利用可能なデータ:
════
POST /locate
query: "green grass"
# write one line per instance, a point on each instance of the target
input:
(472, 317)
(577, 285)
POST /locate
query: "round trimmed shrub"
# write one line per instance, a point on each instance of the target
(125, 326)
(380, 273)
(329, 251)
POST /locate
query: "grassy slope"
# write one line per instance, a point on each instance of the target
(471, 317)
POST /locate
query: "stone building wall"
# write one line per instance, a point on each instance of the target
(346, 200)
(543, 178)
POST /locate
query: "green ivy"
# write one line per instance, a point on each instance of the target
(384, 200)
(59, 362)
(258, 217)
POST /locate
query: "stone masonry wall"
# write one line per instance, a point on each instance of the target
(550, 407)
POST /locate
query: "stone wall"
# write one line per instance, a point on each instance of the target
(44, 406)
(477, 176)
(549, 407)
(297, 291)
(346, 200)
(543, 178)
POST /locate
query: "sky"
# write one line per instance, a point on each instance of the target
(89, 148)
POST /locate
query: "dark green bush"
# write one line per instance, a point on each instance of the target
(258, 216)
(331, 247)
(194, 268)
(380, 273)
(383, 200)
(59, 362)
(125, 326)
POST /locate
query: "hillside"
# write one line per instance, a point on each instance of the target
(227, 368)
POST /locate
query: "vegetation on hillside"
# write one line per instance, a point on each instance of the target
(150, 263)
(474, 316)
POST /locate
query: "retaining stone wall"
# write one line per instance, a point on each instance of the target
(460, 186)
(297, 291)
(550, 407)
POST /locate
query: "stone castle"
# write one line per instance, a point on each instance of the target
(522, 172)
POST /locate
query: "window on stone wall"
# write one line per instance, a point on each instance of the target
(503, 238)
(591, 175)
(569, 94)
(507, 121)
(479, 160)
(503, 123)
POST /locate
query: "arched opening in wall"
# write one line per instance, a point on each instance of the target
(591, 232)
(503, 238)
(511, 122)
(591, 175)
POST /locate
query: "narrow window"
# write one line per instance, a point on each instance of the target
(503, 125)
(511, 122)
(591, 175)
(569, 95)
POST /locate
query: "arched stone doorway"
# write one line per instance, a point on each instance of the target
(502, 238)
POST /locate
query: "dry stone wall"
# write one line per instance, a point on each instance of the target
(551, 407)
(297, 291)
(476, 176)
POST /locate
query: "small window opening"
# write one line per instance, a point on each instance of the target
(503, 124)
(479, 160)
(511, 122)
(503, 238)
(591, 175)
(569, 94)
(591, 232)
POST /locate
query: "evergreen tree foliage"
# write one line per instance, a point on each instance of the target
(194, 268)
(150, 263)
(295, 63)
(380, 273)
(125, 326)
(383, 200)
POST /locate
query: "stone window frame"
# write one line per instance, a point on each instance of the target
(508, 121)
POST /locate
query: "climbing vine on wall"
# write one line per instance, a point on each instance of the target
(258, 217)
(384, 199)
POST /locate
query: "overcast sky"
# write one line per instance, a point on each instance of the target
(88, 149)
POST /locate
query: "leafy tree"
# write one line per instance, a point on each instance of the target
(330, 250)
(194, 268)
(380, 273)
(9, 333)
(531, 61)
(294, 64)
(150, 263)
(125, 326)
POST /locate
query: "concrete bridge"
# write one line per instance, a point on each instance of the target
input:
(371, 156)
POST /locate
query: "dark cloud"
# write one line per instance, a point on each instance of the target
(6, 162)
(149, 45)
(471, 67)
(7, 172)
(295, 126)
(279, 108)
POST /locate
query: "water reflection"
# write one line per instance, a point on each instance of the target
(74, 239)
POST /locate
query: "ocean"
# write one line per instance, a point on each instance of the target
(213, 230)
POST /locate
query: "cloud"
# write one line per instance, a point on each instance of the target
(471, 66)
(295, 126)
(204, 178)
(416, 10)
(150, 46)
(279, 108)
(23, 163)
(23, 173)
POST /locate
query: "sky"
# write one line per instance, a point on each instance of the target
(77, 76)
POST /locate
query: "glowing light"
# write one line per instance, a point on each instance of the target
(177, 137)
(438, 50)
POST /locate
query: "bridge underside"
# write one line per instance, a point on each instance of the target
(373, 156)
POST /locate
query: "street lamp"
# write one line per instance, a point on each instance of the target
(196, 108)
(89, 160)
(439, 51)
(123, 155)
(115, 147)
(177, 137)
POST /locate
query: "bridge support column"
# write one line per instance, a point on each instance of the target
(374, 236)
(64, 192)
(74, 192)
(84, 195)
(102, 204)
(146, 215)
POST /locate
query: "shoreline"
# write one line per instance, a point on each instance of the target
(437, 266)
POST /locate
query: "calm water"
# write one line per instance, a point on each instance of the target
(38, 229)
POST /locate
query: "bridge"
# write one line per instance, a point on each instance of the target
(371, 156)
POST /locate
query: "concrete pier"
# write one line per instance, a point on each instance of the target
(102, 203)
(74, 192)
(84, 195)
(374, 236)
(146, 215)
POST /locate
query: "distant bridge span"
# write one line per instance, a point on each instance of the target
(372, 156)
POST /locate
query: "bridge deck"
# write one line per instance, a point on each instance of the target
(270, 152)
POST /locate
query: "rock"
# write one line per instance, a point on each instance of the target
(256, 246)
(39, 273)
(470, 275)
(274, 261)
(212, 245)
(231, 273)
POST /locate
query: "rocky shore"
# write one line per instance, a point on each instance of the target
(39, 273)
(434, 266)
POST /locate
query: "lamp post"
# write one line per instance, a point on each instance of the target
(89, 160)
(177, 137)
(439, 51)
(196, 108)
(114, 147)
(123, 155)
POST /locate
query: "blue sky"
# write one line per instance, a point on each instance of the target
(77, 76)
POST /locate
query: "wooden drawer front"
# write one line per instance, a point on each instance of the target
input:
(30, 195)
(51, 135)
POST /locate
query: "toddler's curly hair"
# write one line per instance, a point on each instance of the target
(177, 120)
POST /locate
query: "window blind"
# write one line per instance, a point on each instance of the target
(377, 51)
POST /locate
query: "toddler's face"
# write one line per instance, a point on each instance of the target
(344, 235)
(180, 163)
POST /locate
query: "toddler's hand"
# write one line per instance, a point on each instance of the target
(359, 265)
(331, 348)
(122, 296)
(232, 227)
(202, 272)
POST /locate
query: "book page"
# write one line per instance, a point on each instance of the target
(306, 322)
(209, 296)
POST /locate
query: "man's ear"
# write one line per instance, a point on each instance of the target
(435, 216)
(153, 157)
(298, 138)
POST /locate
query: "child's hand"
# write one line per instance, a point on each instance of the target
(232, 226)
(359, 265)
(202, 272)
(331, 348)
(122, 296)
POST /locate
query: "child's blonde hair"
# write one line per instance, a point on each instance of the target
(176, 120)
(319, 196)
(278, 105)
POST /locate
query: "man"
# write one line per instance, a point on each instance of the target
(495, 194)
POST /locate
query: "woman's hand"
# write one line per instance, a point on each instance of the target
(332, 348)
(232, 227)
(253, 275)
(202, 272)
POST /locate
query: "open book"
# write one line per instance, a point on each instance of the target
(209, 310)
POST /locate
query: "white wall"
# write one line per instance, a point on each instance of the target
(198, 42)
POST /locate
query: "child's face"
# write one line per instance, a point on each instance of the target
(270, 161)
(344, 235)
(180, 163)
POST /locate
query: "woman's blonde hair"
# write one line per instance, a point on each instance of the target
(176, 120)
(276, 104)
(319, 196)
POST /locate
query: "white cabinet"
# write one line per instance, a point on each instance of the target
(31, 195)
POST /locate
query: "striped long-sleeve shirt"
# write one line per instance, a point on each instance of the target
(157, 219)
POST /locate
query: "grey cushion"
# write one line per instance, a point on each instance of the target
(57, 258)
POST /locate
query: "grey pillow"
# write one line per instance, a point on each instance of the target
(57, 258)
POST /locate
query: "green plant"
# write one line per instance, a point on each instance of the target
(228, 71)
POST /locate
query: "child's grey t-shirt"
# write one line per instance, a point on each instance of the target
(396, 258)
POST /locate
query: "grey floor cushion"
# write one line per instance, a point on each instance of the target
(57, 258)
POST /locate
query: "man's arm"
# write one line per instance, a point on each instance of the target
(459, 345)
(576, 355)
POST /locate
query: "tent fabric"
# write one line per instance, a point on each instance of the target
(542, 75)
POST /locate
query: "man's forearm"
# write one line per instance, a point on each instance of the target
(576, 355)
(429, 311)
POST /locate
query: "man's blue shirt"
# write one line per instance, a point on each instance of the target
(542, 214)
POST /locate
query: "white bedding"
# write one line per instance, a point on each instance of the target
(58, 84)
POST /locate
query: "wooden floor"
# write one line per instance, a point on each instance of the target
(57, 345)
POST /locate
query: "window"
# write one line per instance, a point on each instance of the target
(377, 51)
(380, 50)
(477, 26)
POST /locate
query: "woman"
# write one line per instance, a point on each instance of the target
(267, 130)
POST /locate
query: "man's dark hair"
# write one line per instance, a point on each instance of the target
════
目標: 上の行から、「concrete」という語を含む行をすべて抜き出してください。

この課題の解答:
query: "concrete bridge"
query: "concrete pier"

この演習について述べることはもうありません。